In the text on what is expected of doctors, explain in one to three sentences what reason is given for the claim "all is not lost."

TEXT UNDER STUDY:
####################

Martin B Van Der Weyden
Med J Aust 2003; 179 (2): 65. || doi: 10.5694/j.1326-5377.2003.tb05435.x
Published online: 21 July 2003

A century ago, what was expected of doctors was clear and simple. William Osler, Regius Professor of Medicine at Oxford, noted that it was "to acquire facility in the art of diagnosis, which must everywhere precede the rational treatment of disease...to grow in clinical judgement...[appreciating] the relative value of symptoms and the physical signs, and...[in giving] a forecast or prognosis...to conduct the treatment so that the patient may be restored to health...or, failing that, be given the greatest possible measure of relief."

A hundred years later, expectations of doctors are more complex. In a report for medical schools entitled Tomorrow's doctors, the General Medical Council of the United Kingdom outlined these expectations, recommending certain "curricular outcomes" for doctors. These are: providing good clinical care (having sound standards and competencies); maintaining good clinical practice (keeping abreast of contemporary knowledge and skills); developing relationships with patients (getting on with them); working with colleagues (working effectively in a team); teaching and training (being a competent teacher); probity (having integrity); and finally, health (being healthy and not putting others at risk through ill health).

But what will happen to tomorrow's doctors when they confront a practice environment that is under-resourced, time poor, impossibly demanding, full of potentiality for mistakes, pressured to conform with protocols and reporting, and subject to increasing interference from bureaucrats and politicians?

Yet, all is not lost. Polly Toynbee, a UK journalist commenting on Tomorrow's doctors concludes, "If somewhere between aspiration and reality human nature intervenes, at least doctors can be sure that they will still be practising closer to their own codes of practice than most journalists do to theirs".

####################

Records from a collection:
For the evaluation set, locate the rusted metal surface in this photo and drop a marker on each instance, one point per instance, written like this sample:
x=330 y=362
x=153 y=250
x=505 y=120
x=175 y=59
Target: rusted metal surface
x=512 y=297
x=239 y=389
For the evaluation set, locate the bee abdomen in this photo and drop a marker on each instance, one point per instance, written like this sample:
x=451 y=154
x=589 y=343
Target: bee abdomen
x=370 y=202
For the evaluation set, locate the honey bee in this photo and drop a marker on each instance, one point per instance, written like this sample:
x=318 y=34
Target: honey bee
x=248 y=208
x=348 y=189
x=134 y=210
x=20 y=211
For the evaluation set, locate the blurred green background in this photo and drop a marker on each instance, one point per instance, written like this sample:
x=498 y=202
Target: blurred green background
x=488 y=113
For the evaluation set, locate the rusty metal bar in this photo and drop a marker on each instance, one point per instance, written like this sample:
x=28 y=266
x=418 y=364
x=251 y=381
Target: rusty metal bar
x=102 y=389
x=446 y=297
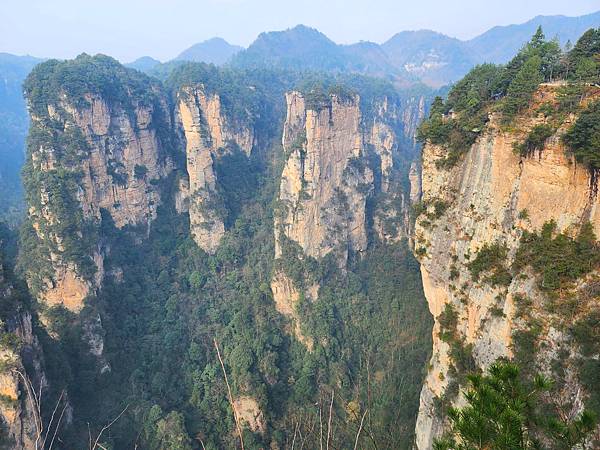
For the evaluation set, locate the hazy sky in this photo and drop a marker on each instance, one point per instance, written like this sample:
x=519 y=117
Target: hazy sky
x=127 y=29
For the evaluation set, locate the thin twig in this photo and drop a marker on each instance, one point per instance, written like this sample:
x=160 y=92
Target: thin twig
x=52 y=419
x=359 y=429
x=235 y=415
x=57 y=426
x=329 y=421
x=294 y=439
x=106 y=427
x=320 y=425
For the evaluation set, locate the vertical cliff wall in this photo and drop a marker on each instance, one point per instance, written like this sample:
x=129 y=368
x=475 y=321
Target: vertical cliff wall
x=95 y=153
x=209 y=133
x=344 y=183
x=490 y=200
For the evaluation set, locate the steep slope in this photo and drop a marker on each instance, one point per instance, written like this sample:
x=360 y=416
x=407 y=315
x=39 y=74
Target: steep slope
x=209 y=134
x=143 y=64
x=21 y=372
x=506 y=239
x=94 y=154
x=499 y=44
x=13 y=129
x=433 y=58
x=304 y=48
x=150 y=243
x=213 y=51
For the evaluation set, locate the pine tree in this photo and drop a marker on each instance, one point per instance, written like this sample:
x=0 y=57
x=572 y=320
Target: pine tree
x=522 y=87
x=503 y=413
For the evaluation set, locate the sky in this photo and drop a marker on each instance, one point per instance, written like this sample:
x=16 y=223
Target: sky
x=128 y=29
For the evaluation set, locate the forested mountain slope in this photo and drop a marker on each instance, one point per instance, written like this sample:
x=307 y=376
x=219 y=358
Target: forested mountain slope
x=507 y=239
x=156 y=235
x=13 y=129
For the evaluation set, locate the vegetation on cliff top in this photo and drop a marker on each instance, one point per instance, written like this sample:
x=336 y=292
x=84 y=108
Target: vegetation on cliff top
x=99 y=74
x=504 y=411
x=457 y=122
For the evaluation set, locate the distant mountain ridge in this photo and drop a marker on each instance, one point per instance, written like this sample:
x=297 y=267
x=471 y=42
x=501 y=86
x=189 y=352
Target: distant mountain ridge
x=13 y=130
x=426 y=56
x=143 y=64
x=213 y=51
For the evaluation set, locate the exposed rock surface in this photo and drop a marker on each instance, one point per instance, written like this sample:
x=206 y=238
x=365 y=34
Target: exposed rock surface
x=337 y=160
x=119 y=157
x=486 y=194
x=208 y=134
x=249 y=414
x=325 y=181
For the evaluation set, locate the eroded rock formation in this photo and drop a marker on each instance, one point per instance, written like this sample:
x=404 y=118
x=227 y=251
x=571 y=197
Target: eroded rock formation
x=492 y=196
x=209 y=133
x=92 y=156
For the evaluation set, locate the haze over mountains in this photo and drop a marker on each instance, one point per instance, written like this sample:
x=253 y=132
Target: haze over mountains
x=408 y=58
x=426 y=56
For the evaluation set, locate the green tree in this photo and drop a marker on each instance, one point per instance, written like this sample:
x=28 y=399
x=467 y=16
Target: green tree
x=583 y=138
x=503 y=413
x=166 y=432
x=522 y=87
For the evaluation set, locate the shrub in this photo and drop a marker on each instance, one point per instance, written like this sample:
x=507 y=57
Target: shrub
x=535 y=140
x=490 y=260
x=583 y=138
x=556 y=257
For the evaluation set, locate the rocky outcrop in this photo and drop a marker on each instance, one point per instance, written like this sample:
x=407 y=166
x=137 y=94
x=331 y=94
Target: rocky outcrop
x=209 y=134
x=102 y=156
x=249 y=414
x=18 y=346
x=341 y=176
x=326 y=178
x=492 y=196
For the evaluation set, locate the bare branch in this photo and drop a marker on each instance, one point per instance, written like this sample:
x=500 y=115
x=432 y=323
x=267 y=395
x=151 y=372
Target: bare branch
x=235 y=414
x=329 y=421
x=106 y=427
x=359 y=429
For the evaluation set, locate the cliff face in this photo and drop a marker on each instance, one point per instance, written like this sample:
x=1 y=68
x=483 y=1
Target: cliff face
x=19 y=346
x=209 y=134
x=90 y=156
x=16 y=412
x=325 y=181
x=493 y=196
x=341 y=182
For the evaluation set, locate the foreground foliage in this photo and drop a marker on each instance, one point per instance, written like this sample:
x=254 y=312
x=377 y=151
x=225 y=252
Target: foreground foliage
x=503 y=412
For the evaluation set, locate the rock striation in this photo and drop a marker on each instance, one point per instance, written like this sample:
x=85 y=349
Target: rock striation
x=342 y=181
x=493 y=195
x=209 y=134
x=99 y=157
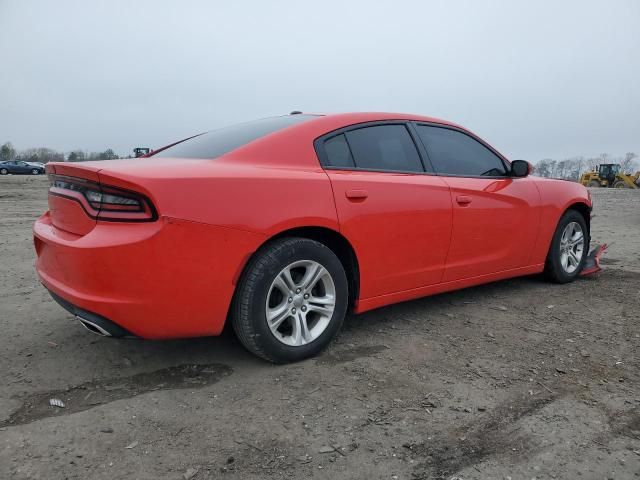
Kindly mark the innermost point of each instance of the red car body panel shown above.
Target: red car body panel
(412, 234)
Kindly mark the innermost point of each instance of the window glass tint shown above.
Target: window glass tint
(218, 142)
(384, 147)
(452, 152)
(338, 153)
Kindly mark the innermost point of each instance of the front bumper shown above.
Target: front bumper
(165, 279)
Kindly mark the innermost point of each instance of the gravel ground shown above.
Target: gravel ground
(517, 379)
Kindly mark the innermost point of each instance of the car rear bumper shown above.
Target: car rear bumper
(165, 279)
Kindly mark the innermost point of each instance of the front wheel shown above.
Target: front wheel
(569, 248)
(291, 300)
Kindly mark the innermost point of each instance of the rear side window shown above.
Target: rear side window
(380, 147)
(455, 153)
(218, 142)
(338, 152)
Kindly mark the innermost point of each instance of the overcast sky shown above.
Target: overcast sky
(534, 78)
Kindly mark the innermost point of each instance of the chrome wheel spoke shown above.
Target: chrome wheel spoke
(286, 280)
(328, 311)
(327, 300)
(311, 277)
(277, 315)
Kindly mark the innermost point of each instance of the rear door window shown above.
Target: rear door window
(380, 147)
(454, 153)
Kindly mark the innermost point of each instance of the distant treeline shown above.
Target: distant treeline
(572, 168)
(45, 155)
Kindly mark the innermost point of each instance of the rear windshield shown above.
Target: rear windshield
(218, 142)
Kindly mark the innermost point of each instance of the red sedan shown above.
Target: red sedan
(285, 224)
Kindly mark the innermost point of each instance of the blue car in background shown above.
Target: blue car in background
(20, 167)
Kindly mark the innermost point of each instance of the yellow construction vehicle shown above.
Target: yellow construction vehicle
(610, 175)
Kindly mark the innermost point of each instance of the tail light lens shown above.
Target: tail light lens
(103, 202)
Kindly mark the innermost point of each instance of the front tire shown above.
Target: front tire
(291, 300)
(569, 248)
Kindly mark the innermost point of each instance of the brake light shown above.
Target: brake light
(103, 202)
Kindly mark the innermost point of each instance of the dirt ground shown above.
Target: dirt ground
(519, 379)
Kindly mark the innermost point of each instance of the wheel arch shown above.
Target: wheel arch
(333, 240)
(584, 210)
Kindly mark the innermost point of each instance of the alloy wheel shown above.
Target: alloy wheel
(571, 247)
(300, 303)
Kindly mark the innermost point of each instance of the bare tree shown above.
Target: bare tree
(7, 152)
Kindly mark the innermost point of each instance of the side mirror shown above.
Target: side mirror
(521, 168)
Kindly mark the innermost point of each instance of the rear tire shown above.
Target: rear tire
(569, 248)
(316, 285)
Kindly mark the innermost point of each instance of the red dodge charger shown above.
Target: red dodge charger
(284, 224)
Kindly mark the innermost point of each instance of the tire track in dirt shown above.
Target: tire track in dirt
(89, 395)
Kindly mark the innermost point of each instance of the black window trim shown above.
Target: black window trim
(423, 153)
(318, 145)
(505, 163)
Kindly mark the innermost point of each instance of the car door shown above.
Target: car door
(495, 216)
(11, 167)
(23, 167)
(396, 215)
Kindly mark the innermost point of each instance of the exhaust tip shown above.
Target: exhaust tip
(93, 328)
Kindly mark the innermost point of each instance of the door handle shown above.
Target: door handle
(356, 194)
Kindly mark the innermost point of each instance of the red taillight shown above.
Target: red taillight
(103, 202)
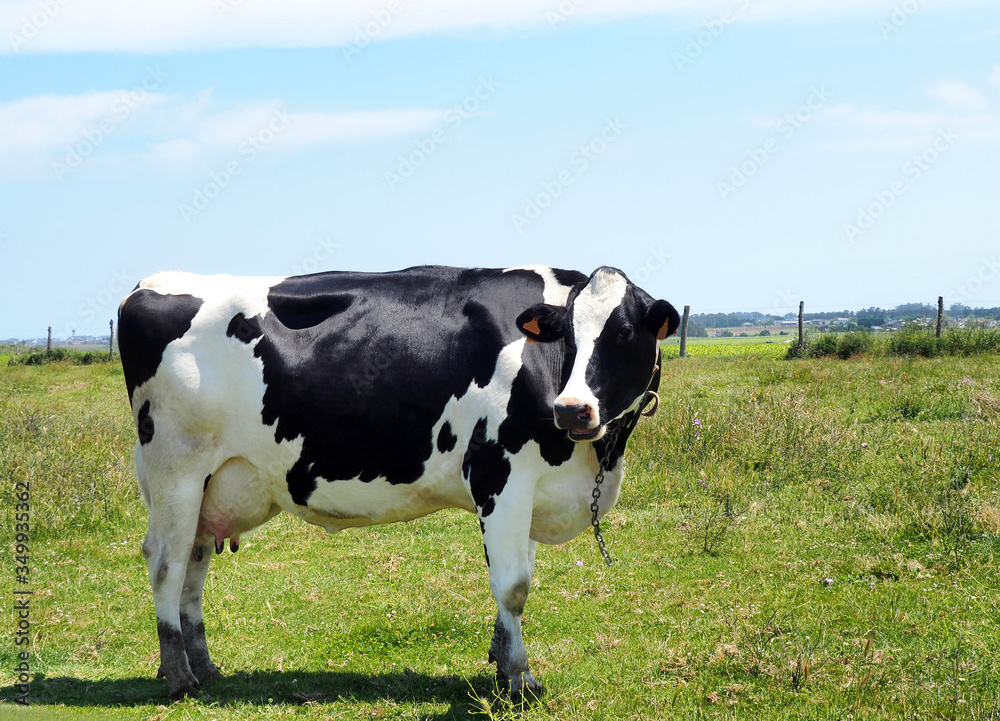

####################

SOLUTION FOR THIS PROBLEM: The text cites Polly Toynbee, a UK journalist commenting on Tomorrow's doctors. She concludes that even if human nature intervenes between aspiration and reality, doctors can be sure they will still practise closer to their own codes of practice than most journalists do to theirs.